◆ **TRAVAIL À FAIRE**
Traduisez en anglais, s'il vous plaît, cette phrase de l'extrait retenu : « Il trouvait du plaisir à contester les vérités toutes faites de ses amis, collègues et adversaires politiques. »

Il est de ces êtres que nous ne connaissons pas mais dont la mort — cruelle et violente — éclate nos cœurs en lambeaux. Ahmed KOUROUMA fut de ceux-là. Je ne l’ai jamais côtoyé et pas plus que je ne l’ai aimé. Sur les Grandes gueules où je l’entendais, il était à mes yeux le fruit d’un mélange indigeste : Tantôt hors sol, tantôt versatile. Ses positions, pour la plupart opaques, résumaient à elles seules l’échec de l’analyste guinéen. Il pensait, comme beaucoup de ses collègues, qu’il suffit d’une bonne envolée lyrique pour bien penser. Cet exercice, pour fortuit qu’il fût, Ahmed le maniait avec délicatesse et perfection. J’aimais l’écouter en dépit de mes réserves.
J’adorais sa voix suave et imposante. Il était un orateur habile, un rhéteur de talent. S’il y a une certitude à avoir sur lui, je dirai que c’était un personnage complexe. Il avait des principes et il y était démesurément attaché. C’est rare de voir de nos jours des Guinéens d’une aussi belle fidélité. Ahmed était aussi têtu dans son insubordination à la dictature de la pensée unique. Il trouvait du plaisir à contester les vérités toutes faites de ses amis, collègues et adversaires politiques. Ce non conformisme lui a valu quelques commentaires inappropriés et des ennemis de circonstance. C’était aussi un patriote invétéré, un républicain radical.
A sa façon, en homme politique comme en chroniqueur, il participait à l’édification nationale, à la construction démocratique. On peut, comme moi, ne pas souscrire à ses méthodes ou voir dans ses positions, l’expression d’une pensée plutôt triviale. Mais ce qu’on ne peut lui enlever, c’est cet effort de bien faire, cette envie de voir la Guinée rayonner. Au fond, Ahmed, à l’image de tous ceux qui s’insurgent contre l’ordre établi, avait ses contradictions et ses doutes, ses incohérences et ses craintes. Je pense que ce sont ces défauts qui en ont fait un être humain à part entière.

◆ **DONNÉES EXTRAITES**
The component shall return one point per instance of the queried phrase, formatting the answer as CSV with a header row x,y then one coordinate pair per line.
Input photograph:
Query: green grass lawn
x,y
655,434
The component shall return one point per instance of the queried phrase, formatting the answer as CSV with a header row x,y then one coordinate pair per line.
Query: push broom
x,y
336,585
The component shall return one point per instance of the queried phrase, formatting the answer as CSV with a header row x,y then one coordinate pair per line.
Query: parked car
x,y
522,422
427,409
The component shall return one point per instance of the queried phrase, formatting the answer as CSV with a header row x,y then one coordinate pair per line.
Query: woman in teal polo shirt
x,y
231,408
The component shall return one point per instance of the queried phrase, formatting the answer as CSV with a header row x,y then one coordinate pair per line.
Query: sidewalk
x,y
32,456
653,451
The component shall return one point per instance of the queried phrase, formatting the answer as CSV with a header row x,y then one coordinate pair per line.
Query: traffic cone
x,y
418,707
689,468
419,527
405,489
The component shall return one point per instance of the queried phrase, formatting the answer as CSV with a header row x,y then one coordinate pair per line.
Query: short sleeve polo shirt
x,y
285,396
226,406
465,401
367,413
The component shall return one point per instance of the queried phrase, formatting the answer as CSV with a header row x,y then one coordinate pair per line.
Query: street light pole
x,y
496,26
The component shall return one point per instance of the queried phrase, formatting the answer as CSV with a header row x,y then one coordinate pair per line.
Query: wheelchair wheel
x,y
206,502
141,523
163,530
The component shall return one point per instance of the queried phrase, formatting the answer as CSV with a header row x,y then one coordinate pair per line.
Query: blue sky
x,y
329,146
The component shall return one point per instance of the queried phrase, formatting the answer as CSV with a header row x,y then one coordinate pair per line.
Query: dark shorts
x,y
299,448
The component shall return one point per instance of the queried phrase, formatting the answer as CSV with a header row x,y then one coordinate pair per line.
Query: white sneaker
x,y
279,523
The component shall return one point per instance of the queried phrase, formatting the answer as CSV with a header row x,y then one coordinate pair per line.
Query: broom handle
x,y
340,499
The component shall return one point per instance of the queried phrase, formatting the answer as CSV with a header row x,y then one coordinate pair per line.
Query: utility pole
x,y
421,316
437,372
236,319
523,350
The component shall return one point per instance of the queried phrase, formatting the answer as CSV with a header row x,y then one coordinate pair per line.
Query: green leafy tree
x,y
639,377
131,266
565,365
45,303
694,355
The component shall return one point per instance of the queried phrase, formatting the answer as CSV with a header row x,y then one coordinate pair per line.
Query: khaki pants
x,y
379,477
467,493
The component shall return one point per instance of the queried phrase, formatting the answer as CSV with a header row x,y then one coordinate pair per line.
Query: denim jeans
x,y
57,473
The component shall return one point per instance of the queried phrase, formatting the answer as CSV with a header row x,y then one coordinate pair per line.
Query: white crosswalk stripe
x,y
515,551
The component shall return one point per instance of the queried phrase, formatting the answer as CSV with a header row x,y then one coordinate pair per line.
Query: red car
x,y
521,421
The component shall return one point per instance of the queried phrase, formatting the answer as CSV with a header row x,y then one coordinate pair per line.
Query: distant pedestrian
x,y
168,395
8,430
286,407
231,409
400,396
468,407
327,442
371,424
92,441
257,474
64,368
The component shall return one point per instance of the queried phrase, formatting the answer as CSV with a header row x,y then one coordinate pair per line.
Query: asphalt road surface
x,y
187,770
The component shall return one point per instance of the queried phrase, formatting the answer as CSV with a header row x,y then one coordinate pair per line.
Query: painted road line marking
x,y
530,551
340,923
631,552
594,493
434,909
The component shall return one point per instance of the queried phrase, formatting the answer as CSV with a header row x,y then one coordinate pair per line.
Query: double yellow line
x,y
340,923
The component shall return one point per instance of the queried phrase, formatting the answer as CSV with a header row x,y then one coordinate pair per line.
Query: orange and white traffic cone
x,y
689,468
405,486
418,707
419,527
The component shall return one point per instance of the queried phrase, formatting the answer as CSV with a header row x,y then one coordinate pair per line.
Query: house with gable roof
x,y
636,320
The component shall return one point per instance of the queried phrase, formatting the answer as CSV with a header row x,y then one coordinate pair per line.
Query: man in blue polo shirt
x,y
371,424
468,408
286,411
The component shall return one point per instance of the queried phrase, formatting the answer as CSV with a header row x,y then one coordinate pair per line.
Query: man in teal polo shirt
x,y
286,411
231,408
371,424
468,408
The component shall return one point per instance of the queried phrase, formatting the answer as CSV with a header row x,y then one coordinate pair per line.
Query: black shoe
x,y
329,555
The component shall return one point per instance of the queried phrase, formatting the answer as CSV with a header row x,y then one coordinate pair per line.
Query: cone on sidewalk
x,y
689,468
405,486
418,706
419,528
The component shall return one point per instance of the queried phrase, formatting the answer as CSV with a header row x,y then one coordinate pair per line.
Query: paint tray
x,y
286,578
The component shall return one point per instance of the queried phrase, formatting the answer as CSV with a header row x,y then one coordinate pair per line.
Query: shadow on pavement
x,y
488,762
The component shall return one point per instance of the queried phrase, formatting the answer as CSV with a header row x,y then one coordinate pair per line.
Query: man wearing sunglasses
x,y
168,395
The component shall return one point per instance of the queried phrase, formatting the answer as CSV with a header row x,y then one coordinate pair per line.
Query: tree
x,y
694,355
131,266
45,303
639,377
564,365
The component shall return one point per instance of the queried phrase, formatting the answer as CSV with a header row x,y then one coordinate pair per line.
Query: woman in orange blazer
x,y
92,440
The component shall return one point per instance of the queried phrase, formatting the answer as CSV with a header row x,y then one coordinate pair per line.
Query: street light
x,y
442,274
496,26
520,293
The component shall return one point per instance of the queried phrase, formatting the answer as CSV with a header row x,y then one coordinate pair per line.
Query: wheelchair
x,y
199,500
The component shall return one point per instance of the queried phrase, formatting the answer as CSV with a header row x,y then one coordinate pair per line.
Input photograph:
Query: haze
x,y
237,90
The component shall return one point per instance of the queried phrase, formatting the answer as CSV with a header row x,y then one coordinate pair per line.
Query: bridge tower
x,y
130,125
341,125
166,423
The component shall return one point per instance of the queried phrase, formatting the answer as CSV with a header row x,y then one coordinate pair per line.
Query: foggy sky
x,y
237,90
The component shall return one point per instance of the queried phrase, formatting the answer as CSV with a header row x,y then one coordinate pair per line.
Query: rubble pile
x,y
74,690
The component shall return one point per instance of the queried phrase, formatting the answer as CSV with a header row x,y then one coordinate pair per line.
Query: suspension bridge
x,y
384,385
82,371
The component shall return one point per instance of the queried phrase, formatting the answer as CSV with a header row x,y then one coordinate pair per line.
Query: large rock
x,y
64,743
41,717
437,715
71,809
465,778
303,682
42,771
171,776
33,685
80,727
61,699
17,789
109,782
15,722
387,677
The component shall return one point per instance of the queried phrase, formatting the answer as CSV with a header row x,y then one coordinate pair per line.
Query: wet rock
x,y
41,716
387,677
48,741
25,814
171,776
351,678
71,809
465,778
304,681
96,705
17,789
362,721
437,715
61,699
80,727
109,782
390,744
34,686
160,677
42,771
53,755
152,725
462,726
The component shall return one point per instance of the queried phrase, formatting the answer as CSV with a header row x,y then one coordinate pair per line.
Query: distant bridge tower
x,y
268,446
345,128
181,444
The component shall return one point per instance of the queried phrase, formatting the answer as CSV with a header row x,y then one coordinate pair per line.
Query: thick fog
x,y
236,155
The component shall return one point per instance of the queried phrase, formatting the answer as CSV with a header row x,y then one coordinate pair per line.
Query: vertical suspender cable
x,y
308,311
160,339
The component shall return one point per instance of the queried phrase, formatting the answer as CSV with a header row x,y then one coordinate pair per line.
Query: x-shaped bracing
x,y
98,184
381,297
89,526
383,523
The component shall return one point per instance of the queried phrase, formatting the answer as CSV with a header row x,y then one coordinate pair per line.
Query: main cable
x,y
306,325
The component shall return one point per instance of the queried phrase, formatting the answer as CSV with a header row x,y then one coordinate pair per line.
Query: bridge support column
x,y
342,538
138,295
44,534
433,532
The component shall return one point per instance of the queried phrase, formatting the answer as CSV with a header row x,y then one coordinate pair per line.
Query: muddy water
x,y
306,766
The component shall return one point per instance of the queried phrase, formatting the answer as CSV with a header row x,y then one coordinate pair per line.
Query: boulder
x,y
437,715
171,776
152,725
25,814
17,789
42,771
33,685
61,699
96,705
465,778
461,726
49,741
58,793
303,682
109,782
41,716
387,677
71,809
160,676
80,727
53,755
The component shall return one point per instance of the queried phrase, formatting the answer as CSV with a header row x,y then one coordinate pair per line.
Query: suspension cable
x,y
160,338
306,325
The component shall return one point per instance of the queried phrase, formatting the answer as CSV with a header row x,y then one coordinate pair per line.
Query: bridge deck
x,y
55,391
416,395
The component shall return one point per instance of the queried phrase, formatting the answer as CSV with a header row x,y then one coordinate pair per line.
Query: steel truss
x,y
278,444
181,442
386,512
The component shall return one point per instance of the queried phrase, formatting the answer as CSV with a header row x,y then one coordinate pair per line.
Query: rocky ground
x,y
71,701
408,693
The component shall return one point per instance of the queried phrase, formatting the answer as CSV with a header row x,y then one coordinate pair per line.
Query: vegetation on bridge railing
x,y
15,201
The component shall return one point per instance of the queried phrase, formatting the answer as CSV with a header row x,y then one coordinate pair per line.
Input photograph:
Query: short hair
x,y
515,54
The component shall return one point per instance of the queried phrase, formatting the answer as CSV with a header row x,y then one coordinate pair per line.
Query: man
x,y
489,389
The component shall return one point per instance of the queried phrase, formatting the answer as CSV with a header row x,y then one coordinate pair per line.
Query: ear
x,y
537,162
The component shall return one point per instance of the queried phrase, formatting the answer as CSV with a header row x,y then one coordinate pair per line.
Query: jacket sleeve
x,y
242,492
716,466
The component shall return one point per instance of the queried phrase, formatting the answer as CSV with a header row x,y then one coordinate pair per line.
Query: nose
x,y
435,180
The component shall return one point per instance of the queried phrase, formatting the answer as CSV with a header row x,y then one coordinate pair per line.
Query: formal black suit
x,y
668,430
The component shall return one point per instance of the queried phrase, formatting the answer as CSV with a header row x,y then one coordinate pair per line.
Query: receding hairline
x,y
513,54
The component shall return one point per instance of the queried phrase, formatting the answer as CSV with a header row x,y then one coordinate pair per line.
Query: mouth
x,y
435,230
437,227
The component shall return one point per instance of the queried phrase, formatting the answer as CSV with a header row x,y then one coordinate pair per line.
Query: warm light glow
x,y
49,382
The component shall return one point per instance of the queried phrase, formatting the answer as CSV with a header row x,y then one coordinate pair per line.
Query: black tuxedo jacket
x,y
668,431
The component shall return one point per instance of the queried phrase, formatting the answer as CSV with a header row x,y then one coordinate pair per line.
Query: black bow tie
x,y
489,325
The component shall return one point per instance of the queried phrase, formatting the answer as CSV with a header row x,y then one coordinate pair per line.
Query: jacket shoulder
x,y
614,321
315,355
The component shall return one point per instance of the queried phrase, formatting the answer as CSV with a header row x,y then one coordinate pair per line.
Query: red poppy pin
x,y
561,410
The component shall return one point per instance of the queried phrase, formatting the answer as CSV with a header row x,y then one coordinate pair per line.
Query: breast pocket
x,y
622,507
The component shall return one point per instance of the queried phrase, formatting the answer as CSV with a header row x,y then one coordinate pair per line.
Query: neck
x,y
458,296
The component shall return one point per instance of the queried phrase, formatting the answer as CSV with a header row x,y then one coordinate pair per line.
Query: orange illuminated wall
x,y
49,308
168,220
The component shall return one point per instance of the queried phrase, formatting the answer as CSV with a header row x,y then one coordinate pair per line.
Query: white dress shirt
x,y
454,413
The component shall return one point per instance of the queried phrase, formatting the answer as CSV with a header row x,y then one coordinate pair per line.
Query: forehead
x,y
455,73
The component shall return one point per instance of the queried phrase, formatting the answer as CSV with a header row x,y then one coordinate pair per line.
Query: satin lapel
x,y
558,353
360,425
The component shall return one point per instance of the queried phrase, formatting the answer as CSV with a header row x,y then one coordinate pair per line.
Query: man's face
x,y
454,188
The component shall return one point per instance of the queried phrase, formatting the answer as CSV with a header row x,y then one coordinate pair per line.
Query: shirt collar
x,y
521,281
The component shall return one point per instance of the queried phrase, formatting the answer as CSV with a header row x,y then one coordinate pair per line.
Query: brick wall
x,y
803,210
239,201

◆ **RÉSULTAT**
He took pleasure in challenging the ready-made truths of his friends, colleagues and political opponents.